**Exercise goal:** Change every "Annotate" in the material to "Label", keep everything else the same, and leave the pictures out of your version.

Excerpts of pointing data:
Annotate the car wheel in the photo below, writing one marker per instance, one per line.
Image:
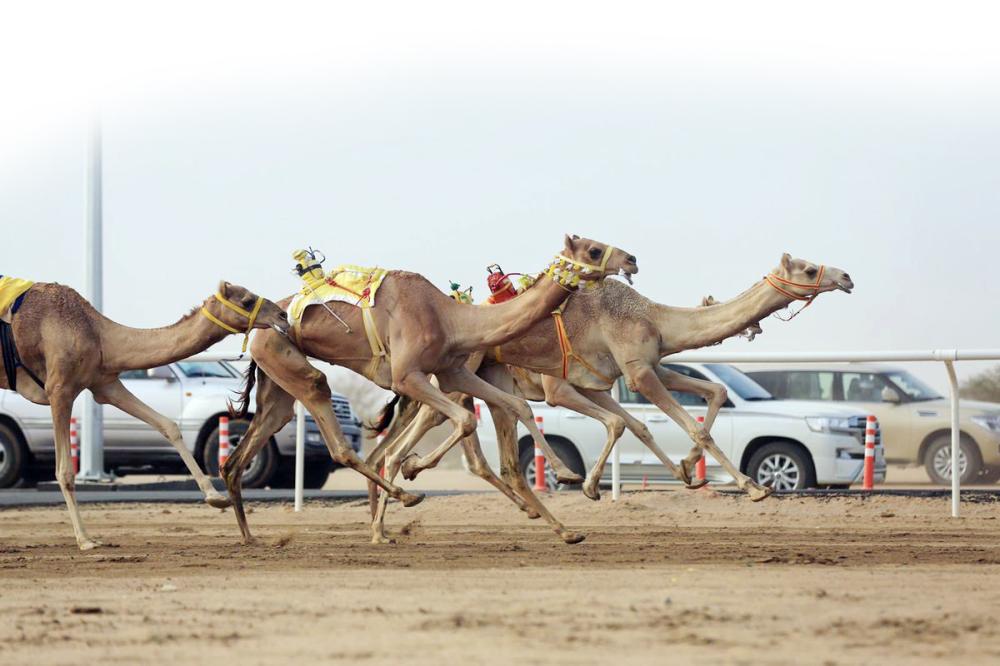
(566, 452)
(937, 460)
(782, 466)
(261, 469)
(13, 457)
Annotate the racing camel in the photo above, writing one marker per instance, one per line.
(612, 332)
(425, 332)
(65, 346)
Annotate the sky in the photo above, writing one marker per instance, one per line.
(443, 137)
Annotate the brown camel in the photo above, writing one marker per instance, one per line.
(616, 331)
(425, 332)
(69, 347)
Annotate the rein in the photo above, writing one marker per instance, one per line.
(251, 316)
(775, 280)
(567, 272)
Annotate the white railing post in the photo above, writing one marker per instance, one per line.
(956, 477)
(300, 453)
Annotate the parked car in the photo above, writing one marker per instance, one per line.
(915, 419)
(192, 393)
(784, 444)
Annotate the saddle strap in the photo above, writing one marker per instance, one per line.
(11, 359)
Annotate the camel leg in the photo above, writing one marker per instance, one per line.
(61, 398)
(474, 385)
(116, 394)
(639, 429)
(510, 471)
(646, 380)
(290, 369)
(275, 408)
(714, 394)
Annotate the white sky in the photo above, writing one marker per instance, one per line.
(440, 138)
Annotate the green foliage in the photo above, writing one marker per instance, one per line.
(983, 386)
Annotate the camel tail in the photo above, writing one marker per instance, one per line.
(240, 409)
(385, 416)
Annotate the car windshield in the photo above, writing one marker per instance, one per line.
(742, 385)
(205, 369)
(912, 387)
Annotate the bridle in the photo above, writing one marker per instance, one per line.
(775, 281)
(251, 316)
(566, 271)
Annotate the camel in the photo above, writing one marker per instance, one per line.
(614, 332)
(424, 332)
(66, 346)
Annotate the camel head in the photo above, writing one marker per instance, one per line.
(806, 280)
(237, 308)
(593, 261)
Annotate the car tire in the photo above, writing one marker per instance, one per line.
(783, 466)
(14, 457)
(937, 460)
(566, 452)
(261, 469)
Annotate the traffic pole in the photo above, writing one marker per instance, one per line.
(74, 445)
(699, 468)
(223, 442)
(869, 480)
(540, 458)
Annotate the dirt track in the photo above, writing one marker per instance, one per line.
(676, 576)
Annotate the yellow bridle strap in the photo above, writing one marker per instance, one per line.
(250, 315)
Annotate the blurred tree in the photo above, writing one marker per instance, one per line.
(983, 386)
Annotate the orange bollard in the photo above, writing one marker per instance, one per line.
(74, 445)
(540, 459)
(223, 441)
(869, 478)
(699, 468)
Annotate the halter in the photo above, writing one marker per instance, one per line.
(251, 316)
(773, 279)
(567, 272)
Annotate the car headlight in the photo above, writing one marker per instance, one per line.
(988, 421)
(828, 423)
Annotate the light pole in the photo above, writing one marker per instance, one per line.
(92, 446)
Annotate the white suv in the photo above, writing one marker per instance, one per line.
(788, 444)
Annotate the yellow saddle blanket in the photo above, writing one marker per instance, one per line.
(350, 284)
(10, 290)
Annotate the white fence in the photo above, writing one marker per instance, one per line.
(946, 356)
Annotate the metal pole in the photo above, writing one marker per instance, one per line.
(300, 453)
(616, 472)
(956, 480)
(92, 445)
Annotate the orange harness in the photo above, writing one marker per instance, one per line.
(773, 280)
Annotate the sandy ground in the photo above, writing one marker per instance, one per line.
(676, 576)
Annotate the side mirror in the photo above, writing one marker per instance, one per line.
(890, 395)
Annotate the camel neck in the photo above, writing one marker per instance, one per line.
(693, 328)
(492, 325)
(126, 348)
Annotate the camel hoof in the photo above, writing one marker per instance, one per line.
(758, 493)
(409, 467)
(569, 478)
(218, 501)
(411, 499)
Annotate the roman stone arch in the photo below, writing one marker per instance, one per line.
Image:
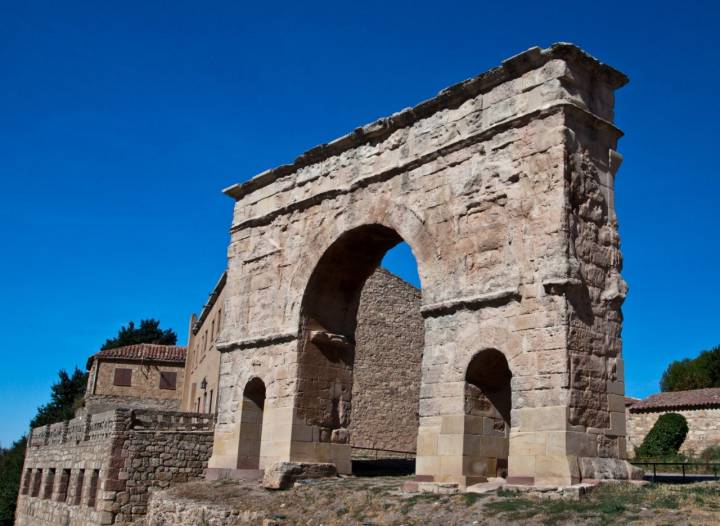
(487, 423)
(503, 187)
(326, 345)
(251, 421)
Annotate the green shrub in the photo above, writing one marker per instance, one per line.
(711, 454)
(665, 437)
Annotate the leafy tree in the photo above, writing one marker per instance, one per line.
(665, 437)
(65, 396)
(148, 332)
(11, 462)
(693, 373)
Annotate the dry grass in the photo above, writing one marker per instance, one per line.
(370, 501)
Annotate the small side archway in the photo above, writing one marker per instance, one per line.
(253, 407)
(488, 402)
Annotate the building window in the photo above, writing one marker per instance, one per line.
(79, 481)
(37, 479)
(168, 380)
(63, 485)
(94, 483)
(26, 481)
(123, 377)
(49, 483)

**Task solution:**
Label the car wheel in the photo below, writing one marker per instance, one per line.
Image:
(566, 452)
(937, 460)
(782, 466)
(261, 469)
(13, 457)
Label the racing camel in the photo above, writing one marker per instance, one per line.
(612, 332)
(425, 332)
(65, 346)
Label the sky in the photo above, writing one marker per instance, one per line.
(443, 137)
Label the brown camel in the photo above, writing one marker per instance, one per line.
(616, 331)
(425, 332)
(69, 347)
Label the rein in the photo above, writing one marker per instance, one per line.
(251, 316)
(775, 280)
(567, 272)
Label the white railing post in the photo above, writing one marker per instance, one per line.
(956, 477)
(300, 453)
Label the parked car in the photo above, writing one marker per instance, one per line.
(915, 419)
(192, 393)
(784, 444)
Label the saddle strap in the photo above, writing one marker per instance, one per line.
(11, 359)
Label the camel leg in the photo above, writing one marker per instance, one per line.
(61, 398)
(474, 385)
(116, 394)
(639, 429)
(510, 471)
(646, 380)
(290, 369)
(275, 408)
(714, 394)
Label the white sky in the photo above, writing one marker per instance, one per line.
(440, 138)
Label the green foliage in the photo above, writing one marker per instance, one per line.
(983, 386)
Label the camel tail in the photo above, writing one marker per instance, one per line.
(240, 409)
(385, 416)
Label the car windshield in the photo above, writing one marker per instance, one per line.
(742, 385)
(205, 369)
(912, 387)
Label the bridle in the photo above, writing one marker per instance, one per line.
(775, 281)
(251, 316)
(566, 271)
Label the camel in the photo above, writing one marker per instance, one per line.
(614, 332)
(424, 332)
(66, 346)
Label the camel head in the photo above, writing one marker per instance, one per line.
(806, 280)
(237, 308)
(593, 261)
Label the car tire in the photo above, writing one marker per instance, one per line.
(783, 466)
(14, 457)
(937, 460)
(566, 452)
(261, 469)
Label the traffic pole in the photo above, writing one marker per instance, one per line.
(74, 445)
(699, 468)
(223, 442)
(869, 480)
(540, 458)
Label the dirt track in the photo above, writing one marker per instance, one per line.
(676, 576)
Label the yellow bridle strap in the photo above, writing one marker per instance, one per line.
(250, 315)
Label the blurred tree in the photo above, writing one marker per instance, one per line.
(983, 386)
Label the orange bollard in the photo above, writing one marker per instance, one per line.
(74, 445)
(540, 459)
(223, 441)
(869, 478)
(699, 468)
Label the halter in the photo above, writing one marker per instance, one per line.
(251, 316)
(773, 279)
(567, 272)
Label the car headlight in the photo above, writing one marker per instance, one per line.
(988, 421)
(828, 423)
Label the light pole in the photo above, writing one marker per instance, one per line.
(92, 446)
Label the white suv in the photo above, writing one marker per instance, one per line.
(788, 444)
Label the yellow saddle blanket in the photo above, writing one marker per instance, one per line.
(350, 284)
(10, 290)
Label the white fence in the photo above, writing one marker per instance, one per line.
(946, 356)
Label the metal pole in the photo above, writing one marker per instance, one per line.
(300, 453)
(616, 472)
(956, 480)
(92, 445)
Label the orange harness in the photo above, writing one marker per instance, one per line.
(773, 280)
Label the sandy ground in the photo above, writing one marker per instance, one per line.
(676, 576)
Label the side mirror in the photo above, writing one marker per instance, one per line.
(890, 395)
Label the camel neck in the photo above, writing one marker per instance, one per line.
(693, 328)
(492, 325)
(126, 348)
Label the camel hoof in the photo above, writing one marker per instance, one per line.
(758, 493)
(409, 467)
(569, 478)
(218, 501)
(411, 499)
Label the roman stone arch in the photo below, writing one marker per instance, one per line.
Image:
(487, 423)
(503, 187)
(326, 345)
(251, 421)
Label the green shrub in the photo above, writing one marker per instance, one per line.
(711, 454)
(665, 437)
Label the leafy tree in the photo above, writing one marker per instance, one per line.
(665, 437)
(65, 396)
(148, 332)
(11, 462)
(693, 373)
Label the dry grass in the photo above, writing one marker per instance, one per line.
(370, 501)
Label the small side archway in the photo above, writing one marker per instance, one per line.
(253, 407)
(488, 402)
Label the building window in the photo above, writing one marker per instance, one per line.
(79, 481)
(37, 479)
(168, 380)
(63, 485)
(94, 483)
(26, 481)
(123, 377)
(49, 483)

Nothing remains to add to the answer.